> [TASKS AND EXERCISES]:
1 > In the Toy Show column, what did the French girlfriend declare halfway through The Late Late Toy Show?
2 > Continue the Toy Show column from its final sentence, in the same voice.

> [SUPPLIED TEXT]:
┌──

Learning Points: This year we need the Toy Show more than ever

It’s hard to imagine the build-up to Christmas without The Toy Show. 
Learning Points: This year we need the Toy Show more than ever

Sophie Barnes Aabo speaking to Ryan Tubridy on last year's The Late Late Toy Show. As Ryan chatted to her about living with a sick brother, she became emotional and started to cry. Ryan’s gentle embrace and reassurance that, ‘it’s healthy to cry’ spoke to the entire nation. Picture: Andres Poveda

There are subtle differences between cultures that often remain unspoken. 

Sometimes, when those differences emerge, we see something about ourselves that we were comfortably unaware of. Like, I remember the first time I realised I had a Cork accent. I was a teenager working on a building site in London, I asked the foreman, "Is the work always the same?’

What came out was, "Is de wark always de same, boy?" Oh, that old stony grey soil of Cork.

I recall another penetrating insight I had in my early 20s when I was dating a French girl. I was regaling her with a memory from my childhood about our summers to Normandy, France. 

I was obviously trying to impress her and show her we were a pro-French family with our French summer holidays but it didn’t really work out that way. 

I can still picture the look on her face as I explained how one such holiday, and I use the term loosely, was marred because my mother had become tormented with the thought she forgot to turn off the immersion. It stalked our holiday, at the beach, in the pool, pizza dripping from my mouth, gulping my third Diablo Fraise, a look would come over my mother’s face, like she was a contestant on Master Mind desperately searching for the answer, ‘I did, I forgot to turn it off,’ and peace would collapse into panic. 

‘What is Immersion?’ My Parisian petite amie asked. What is immersion? I thought everyone suffered under the oppressive weight of the immersion, not just Irish families. I felt a little resentful that she had lived in blissful ignorance, that her summers were lived with such immersion abandon. 

On that same evening we sat down to watch The Late Late Toy Show, halfway through she got up and declared, ‘c’est nul’, it sucks! 

I knew the relationship was doomed to failure. The cultural differences, the divide that separated us was too great. The immersion I could just about tolerate but dissing The Toy show, it was akin to sacrilege.

└──

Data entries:
┌──

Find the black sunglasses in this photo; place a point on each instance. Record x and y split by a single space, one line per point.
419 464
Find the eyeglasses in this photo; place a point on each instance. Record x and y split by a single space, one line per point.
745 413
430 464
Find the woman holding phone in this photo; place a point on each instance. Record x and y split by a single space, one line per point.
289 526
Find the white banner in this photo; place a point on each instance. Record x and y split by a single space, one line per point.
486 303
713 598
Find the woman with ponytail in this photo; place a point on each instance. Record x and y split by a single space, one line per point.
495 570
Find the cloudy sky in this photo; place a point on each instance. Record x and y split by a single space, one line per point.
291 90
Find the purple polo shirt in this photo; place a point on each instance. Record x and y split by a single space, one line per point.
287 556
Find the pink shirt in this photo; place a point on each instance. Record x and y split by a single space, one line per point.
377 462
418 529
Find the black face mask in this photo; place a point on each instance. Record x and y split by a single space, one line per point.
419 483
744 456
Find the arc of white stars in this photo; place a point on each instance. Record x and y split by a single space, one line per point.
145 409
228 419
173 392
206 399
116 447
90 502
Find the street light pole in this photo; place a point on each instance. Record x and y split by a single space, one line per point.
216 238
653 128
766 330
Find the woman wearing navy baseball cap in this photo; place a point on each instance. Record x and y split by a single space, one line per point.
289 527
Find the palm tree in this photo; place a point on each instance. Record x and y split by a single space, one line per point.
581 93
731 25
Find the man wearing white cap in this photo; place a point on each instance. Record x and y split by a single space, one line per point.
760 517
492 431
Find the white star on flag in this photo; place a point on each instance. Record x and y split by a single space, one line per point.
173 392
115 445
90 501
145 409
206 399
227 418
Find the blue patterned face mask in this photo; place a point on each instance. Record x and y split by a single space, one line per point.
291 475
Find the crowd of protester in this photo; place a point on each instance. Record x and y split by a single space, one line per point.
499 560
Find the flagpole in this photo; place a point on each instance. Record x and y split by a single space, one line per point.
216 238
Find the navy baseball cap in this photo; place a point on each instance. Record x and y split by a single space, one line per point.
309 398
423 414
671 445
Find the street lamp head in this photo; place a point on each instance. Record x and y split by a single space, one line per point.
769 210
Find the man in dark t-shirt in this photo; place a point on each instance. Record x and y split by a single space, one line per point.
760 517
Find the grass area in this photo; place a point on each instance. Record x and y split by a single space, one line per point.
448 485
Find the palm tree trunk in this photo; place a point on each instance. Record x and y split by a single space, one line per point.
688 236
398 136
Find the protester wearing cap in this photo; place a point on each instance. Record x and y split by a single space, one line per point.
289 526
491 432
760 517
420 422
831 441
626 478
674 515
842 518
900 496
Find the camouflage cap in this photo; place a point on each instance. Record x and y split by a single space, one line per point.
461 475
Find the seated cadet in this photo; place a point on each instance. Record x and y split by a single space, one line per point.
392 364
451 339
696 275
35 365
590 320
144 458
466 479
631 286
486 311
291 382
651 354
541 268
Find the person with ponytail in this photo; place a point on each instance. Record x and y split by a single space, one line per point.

└──

> [PER-TASK OUTPUTS]:
1 > She declared "c'est nul," meaning it sucks.

2 >
And so the annual Irish Christmas klaxon will sound tomorrow evening at 9:30pm. It’s hard to imagine the build-up to Christmas without The Toy Show. 

As is the way with many successful ventures The Toy Show started out as a little adjunct at the end of The Late Late Show in 1975 to offer bewildered parents support managing their children’s Santa lists. But it’s become a national treasure. In fact, over the years it has become far more important than just a show that places products for sale. 

Over the years, The Toy Show has reflected the changing values of our small island. Last year, in particular, saw the show reach new heights of social commentary. It was a Toy Show about inclusion, about diversity and overcoming adversity. 

This year, the pressure on Ryan is huge as the nation, more than ever, looks to that perennial favourite to light the way and cheer up a nation that has had to endure so much. 

If your family is like mine, your children have probably been tormenting you all week to put up the decorations so ‘the house will look Christmassy for The Toy Show’. It is hard to explain how important this show has become to us all. It has become a part of our collective consciousness, a part of who we are. That is what my French girlfriend missed all those years ago. It wasn’t just a Toy Show, it was us being reflected back through our screens.

Over the years, we have witnessed some truly magnificent moments. Gay Byrne being rescued by a knight in 1992, or who could forget Pat Kenny’s entrance on an elephant in 2002. Like Hannibal over the Alps but a little more awkward he lumbered into the studio doing his very best to seem nonchalant while terrified. 

We have also been introduced to some real characters too, the horologist John Joe Brennan in 2009 stands out as one of the most interesting characters we have met on Irish TV. 

Yet, for me, last year's interview with young Sophie Barnes Aabo captured the significance of the show and why it’s in our DNA. As Ryan chatted to her about living with a sick brother, she became emotional and started to cry. Ryan’s gentle embrace and reassurance that, ‘it’s healthy to cry’ spoke to the entire nation. 

This year, we need Ryan to speak to us again, we need him to reassure us next year will be better than the last. The message must be positive. 

That is why so many of our diaspora will be tuning in from all over the world. We are all waiting, one more sleep. No pressure, Ryan.